:: EXERCISE DESCRIPTION ::
Set down every record below exactly as written, but leave out the pictures.

━━━━━ EXERCISE INPUT

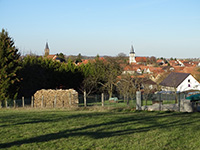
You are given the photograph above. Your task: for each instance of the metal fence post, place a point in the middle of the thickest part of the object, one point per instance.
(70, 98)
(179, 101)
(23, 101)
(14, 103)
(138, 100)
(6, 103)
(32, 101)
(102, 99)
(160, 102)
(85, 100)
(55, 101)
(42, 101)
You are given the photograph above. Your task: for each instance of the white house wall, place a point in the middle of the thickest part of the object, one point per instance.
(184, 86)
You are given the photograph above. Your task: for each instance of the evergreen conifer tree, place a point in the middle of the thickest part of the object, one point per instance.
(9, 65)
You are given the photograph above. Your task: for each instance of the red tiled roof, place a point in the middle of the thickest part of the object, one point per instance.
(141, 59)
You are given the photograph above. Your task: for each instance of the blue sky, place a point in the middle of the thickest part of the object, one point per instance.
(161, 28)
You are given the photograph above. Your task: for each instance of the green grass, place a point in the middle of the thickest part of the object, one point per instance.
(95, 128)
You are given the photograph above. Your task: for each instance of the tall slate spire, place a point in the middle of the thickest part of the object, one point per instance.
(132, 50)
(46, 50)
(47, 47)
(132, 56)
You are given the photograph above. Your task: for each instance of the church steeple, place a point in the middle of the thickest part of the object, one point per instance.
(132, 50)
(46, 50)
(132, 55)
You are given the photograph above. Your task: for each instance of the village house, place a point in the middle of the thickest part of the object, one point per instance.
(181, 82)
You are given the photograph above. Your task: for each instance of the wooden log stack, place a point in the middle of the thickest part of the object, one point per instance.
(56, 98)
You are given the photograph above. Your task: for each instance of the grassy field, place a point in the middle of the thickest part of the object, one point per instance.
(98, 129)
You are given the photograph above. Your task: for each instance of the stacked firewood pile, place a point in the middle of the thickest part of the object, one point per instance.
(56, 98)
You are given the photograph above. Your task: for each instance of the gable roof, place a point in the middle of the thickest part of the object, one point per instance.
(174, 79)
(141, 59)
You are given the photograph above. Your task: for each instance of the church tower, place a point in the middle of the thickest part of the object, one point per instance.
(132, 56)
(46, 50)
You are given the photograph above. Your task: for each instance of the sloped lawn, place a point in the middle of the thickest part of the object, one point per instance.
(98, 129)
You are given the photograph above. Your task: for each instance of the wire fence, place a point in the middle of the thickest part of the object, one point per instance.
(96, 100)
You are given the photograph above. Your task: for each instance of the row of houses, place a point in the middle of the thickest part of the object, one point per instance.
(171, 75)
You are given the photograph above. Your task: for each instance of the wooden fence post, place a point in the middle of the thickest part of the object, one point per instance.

━━━━━━━━━━

:: RESPONSE TO THE EXERCISE ::
You are given the photograph above. Your task: for each instance of the metal fence post, place a point in the middle of the thickest part of the object, one point per instance.
(70, 98)
(179, 101)
(23, 101)
(14, 103)
(138, 100)
(6, 103)
(32, 101)
(102, 99)
(160, 102)
(85, 100)
(55, 101)
(42, 101)
You are given the photograph above. Your task: for each instance of the white house wall, place a point in the middle of the thickest part of the object, one point per instance.
(184, 86)
You are given the photograph above. Your task: for each instance of the evergreen conifer tree, place a point in the middle of the thickest part of the object, one point per instance.
(9, 65)
You are given the photograph above. Your task: for each instance of the red tiled roof, place a point in the middle of the thickest part of the object, one point per instance.
(141, 59)
You are given the photograph above. Your task: for each instance of the blue sky, place a point in the middle of the thickest part of the object, one point per instance.
(161, 28)
You are given the photograph above. Your task: for each instance of the green grass, place a point in the middle of the thickest part of the object, one point per instance.
(95, 128)
You are given the photograph above. Your task: for each instance of the tall slate spire, place a point in the middle of the thickest part of the object, one point per instance.
(132, 50)
(46, 50)
(47, 47)
(132, 56)
You are given the photograph above. Your task: for each instance of the church steeple, place a point in the middle of the thickest part of the object, one point per instance.
(132, 50)
(46, 50)
(132, 55)
You are given the photograph above. Your task: for each instance of the village house, place a point in the middle of the thickest part of the object, one point per instance.
(181, 82)
You are given the photograph above. Your task: for each instance of the wooden log stack, place a point in the middle of the thickest part of the object, one point per instance.
(56, 98)
You are given the photograph above. Your task: for each instance of the grassy field, place a point in the middle of the thickest part of the object, one point per instance.
(98, 129)
You are given the photograph above. Your task: for each instance of the stacked firewood pile, place a point in the middle of the thickest part of the object, one point per instance.
(56, 98)
You are given the photograph above. Your task: for each instance of the gable roof, place a point in the middle of the thickest part of the object, one point per instance.
(174, 79)
(141, 59)
You are given the photograph above. Your task: for each instance of the church tower, place a point in the middle of the thickest part of the object, one point per instance.
(132, 56)
(46, 50)
You are given the photograph above. Your task: for each instance of the sloped lawn, place a point in the middle of the thickest part of the object, one point per instance.
(98, 129)
You are given the photograph above. Your task: for each instance of the wire fence, place a point in the middle of the thickest part of the object, one point per instance.
(96, 100)
You are given the photograph above. Your task: for each instance of the row of houses, place a point in the middle of the thickest part of the object, one point per instance.
(171, 75)
You are given the photograph above. Your task: for each instance of the wooden fence post, place a point in the middle of the thickest part of the object, one point per instance.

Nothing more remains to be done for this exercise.